• INSTRUCTIONS FOR THE TASK:
Find the line that contains "segment: flower petal" in the entries below. Output it and each later line exactly, and nothing else.

## BEGIN

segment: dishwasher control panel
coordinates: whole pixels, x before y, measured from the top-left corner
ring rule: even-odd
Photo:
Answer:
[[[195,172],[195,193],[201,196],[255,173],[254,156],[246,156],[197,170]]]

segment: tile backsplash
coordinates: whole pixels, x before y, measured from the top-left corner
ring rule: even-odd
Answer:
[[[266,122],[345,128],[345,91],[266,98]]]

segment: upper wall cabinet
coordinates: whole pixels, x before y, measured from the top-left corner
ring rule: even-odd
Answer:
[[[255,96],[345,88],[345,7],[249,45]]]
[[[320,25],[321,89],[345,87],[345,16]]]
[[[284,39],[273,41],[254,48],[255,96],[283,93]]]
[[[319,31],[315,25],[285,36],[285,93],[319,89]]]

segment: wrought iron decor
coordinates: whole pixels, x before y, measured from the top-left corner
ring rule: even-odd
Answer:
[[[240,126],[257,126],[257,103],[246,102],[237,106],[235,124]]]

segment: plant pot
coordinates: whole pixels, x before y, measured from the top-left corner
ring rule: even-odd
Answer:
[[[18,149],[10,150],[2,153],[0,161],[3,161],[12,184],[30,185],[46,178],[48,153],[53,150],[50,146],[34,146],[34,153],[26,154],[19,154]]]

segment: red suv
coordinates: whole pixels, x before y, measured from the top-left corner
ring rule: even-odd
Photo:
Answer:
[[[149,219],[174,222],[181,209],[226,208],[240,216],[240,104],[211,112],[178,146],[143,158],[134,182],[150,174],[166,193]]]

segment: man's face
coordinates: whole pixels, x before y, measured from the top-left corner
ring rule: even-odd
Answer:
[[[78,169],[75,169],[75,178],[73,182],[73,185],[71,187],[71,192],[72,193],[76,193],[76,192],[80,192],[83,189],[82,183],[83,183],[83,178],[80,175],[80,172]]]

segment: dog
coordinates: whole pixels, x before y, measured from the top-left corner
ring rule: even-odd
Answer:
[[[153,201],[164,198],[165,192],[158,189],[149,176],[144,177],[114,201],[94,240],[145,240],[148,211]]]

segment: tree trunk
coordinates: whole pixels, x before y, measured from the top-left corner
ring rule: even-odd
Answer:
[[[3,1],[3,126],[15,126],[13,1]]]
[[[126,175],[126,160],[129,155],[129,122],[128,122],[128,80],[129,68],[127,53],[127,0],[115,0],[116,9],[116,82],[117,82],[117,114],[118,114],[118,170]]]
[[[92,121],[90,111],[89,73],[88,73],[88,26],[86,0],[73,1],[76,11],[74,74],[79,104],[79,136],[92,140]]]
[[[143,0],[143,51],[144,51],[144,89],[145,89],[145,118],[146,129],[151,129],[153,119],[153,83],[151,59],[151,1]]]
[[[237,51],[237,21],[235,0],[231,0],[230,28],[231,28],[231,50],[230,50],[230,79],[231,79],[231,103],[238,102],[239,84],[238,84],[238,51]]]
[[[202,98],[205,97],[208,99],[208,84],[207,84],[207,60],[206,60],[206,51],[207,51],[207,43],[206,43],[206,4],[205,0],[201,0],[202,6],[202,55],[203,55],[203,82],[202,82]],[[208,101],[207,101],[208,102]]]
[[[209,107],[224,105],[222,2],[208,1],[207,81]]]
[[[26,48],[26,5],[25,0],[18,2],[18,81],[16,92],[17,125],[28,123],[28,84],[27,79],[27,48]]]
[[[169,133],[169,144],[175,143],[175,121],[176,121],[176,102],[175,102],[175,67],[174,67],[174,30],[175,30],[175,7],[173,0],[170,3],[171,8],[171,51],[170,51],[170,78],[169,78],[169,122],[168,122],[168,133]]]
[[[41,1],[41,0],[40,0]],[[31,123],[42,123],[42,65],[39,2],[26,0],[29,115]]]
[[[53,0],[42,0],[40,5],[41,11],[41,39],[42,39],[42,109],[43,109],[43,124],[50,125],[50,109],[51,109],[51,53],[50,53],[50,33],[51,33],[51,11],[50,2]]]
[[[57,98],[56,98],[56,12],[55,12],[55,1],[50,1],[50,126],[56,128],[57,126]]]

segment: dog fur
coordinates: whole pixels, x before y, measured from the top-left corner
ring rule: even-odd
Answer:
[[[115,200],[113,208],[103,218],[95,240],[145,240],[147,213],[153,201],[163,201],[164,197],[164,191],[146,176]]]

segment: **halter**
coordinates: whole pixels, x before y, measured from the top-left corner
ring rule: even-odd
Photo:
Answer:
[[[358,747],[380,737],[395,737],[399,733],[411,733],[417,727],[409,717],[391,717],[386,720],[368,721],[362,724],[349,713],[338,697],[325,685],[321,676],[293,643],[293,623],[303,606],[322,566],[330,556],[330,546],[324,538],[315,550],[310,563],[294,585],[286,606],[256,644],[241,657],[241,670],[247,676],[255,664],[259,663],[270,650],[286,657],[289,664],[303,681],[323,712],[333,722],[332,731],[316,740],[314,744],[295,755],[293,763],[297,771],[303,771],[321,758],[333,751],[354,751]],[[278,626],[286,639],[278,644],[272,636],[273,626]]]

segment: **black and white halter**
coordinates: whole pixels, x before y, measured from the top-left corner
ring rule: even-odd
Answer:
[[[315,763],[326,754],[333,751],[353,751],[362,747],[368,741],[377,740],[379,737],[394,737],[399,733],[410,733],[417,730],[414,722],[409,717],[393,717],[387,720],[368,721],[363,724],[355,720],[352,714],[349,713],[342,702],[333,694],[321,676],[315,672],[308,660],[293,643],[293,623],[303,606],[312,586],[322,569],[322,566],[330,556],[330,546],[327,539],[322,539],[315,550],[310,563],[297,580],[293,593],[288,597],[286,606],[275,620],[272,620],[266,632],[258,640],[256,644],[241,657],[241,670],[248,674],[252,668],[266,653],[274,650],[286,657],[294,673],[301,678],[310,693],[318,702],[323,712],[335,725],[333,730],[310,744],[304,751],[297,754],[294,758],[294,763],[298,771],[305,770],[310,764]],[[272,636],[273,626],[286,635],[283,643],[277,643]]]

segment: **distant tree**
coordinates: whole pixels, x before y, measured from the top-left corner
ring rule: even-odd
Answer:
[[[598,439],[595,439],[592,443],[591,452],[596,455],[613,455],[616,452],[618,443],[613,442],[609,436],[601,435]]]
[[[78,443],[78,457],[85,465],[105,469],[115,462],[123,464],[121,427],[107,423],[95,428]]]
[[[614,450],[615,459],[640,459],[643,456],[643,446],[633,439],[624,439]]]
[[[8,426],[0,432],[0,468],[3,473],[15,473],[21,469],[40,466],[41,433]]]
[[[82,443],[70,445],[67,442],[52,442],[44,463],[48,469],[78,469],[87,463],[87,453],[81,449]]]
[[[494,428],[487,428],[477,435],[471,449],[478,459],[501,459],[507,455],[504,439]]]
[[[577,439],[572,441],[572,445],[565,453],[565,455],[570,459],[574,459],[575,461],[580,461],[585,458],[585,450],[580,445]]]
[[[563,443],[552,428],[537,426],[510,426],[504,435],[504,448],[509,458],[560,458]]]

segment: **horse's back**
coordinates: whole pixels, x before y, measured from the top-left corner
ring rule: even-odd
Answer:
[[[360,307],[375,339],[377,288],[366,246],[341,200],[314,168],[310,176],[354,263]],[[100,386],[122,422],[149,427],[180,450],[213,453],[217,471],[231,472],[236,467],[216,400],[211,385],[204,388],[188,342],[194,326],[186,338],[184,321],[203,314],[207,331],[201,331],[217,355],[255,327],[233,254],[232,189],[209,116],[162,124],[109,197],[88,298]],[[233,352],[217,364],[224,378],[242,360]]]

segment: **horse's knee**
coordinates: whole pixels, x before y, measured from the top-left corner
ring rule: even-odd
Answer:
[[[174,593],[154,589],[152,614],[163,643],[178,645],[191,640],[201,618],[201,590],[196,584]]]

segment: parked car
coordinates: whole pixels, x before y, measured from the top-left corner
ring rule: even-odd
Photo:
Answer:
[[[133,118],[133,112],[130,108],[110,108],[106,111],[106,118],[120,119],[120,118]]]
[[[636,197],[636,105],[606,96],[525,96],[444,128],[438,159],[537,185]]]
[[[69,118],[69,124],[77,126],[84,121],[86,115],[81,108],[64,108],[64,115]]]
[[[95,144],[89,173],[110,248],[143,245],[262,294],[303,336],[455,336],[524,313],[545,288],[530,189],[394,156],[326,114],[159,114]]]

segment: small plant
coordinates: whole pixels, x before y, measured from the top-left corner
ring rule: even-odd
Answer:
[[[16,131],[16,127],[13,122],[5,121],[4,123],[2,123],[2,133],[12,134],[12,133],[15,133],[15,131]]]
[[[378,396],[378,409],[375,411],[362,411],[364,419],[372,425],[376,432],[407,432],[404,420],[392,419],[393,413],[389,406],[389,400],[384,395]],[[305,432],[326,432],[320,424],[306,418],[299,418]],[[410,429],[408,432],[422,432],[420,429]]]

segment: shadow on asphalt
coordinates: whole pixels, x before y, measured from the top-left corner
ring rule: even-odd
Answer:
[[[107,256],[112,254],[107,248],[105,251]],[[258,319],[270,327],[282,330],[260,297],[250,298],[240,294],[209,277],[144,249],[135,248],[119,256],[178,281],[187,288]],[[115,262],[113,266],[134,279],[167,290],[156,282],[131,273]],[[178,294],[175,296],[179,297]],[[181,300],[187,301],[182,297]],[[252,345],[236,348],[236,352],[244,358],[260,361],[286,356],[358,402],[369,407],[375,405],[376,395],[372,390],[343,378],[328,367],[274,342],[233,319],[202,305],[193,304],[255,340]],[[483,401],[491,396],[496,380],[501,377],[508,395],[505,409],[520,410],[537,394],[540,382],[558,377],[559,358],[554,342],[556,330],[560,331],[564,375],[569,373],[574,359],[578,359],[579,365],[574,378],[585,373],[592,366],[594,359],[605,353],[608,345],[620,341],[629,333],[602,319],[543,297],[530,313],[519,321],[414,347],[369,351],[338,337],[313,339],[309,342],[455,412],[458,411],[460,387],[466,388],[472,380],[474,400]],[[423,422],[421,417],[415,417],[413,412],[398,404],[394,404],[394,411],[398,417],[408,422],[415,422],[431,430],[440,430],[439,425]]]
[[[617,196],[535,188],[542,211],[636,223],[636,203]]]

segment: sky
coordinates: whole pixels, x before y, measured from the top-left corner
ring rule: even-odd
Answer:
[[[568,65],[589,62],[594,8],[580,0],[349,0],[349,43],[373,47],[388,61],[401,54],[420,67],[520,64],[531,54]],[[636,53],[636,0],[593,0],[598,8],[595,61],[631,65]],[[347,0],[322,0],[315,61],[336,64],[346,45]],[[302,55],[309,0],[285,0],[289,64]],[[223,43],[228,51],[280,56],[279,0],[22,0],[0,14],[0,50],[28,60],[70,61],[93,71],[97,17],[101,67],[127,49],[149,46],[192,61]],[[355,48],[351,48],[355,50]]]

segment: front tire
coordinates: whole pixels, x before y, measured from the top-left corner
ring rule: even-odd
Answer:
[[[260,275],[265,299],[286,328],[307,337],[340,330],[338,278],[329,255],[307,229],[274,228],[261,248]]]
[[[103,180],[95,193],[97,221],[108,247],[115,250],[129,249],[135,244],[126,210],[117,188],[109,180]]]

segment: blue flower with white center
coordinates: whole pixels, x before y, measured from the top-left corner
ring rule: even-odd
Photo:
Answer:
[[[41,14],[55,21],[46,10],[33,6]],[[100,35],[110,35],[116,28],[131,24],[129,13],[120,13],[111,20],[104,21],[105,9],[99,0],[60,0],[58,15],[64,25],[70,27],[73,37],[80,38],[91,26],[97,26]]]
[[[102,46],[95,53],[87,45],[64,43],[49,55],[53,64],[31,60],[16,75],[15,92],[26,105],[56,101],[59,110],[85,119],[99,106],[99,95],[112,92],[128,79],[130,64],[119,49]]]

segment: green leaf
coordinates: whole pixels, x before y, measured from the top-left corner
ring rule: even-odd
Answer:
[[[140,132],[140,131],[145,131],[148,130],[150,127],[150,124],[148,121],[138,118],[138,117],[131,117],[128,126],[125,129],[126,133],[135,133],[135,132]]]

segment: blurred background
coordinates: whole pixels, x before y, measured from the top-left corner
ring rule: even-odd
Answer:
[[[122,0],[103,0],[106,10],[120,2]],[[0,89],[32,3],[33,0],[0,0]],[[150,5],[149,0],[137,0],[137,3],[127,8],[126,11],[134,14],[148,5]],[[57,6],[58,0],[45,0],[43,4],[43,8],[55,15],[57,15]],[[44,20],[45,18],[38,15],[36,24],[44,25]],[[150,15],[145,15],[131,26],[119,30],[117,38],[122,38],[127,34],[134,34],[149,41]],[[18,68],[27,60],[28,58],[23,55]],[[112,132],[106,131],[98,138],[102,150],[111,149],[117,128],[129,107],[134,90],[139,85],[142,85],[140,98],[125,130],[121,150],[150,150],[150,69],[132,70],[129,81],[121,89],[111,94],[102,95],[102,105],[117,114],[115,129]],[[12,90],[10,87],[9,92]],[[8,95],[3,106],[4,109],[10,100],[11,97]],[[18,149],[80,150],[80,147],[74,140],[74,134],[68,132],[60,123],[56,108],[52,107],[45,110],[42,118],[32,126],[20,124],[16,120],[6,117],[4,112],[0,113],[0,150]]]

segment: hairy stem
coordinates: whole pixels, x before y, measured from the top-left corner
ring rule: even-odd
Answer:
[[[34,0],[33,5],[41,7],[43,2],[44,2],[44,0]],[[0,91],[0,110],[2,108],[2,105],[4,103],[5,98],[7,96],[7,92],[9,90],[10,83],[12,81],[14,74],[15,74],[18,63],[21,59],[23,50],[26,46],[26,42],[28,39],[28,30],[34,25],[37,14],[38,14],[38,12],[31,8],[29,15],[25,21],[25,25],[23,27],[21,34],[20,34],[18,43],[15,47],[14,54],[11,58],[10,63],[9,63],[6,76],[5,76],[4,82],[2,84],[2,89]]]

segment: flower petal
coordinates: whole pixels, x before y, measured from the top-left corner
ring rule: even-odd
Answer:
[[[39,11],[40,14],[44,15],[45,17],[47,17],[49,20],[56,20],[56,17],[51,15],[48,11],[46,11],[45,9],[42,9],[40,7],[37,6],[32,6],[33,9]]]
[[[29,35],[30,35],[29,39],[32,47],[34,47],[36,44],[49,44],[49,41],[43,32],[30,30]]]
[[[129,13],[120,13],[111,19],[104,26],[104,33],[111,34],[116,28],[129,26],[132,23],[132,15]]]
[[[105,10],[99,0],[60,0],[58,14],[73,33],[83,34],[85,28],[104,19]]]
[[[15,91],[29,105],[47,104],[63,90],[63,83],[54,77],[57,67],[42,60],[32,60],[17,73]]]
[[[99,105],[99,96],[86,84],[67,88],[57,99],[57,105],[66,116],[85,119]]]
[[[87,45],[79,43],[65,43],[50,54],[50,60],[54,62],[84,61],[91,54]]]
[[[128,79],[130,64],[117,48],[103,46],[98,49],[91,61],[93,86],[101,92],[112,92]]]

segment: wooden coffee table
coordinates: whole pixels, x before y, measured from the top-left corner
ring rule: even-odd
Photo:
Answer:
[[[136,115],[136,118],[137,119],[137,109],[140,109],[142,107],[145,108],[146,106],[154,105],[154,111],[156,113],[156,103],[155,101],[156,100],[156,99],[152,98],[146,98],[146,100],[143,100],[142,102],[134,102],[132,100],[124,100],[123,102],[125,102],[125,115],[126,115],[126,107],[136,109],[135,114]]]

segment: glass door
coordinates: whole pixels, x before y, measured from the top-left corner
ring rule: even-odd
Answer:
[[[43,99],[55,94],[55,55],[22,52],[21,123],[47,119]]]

## END

• RESPONSE TO THE TASK:
segment: flower petal
coordinates: whole pixels, x before y, measured from the top-left corner
ring rule: even-odd
Answer:
[[[39,11],[40,14],[44,15],[45,17],[47,17],[49,20],[56,20],[56,17],[51,15],[48,11],[46,11],[45,9],[42,9],[40,7],[37,6],[32,6],[33,9]]]
[[[29,35],[30,35],[29,39],[32,47],[34,47],[36,44],[49,44],[49,41],[43,32],[30,30]]]
[[[129,13],[120,13],[111,19],[104,26],[104,33],[111,34],[116,28],[129,26],[132,23],[132,15]]]
[[[105,10],[99,0],[60,0],[58,14],[73,33],[83,34],[85,28],[104,19]]]
[[[15,91],[29,105],[47,104],[63,90],[63,83],[54,77],[57,67],[42,60],[32,60],[17,73]]]
[[[99,105],[99,96],[86,84],[67,88],[57,99],[57,105],[66,116],[85,119]]]
[[[87,45],[79,43],[65,43],[50,54],[50,60],[54,62],[84,61],[91,54]]]
[[[128,79],[130,64],[117,48],[103,46],[98,49],[91,61],[93,86],[101,92],[112,92]]]

segment: wooden coffee table
coordinates: whole pixels, x before y, measured from the top-left corner
ring rule: even-odd
Photo:
Answer:
[[[136,115],[136,118],[137,119],[137,109],[140,109],[142,107],[145,108],[146,106],[154,105],[154,111],[156,113],[156,103],[155,101],[156,100],[156,99],[152,98],[146,98],[146,100],[143,100],[142,102],[134,102],[132,100],[124,100],[123,102],[125,102],[125,115],[126,115],[126,107],[136,109],[135,114]]]

segment: glass door
coordinates: whole pixels, x before y, measured from the top-left corner
ring rule: even-odd
Answer:
[[[43,99],[55,94],[55,55],[22,52],[21,123],[47,119]]]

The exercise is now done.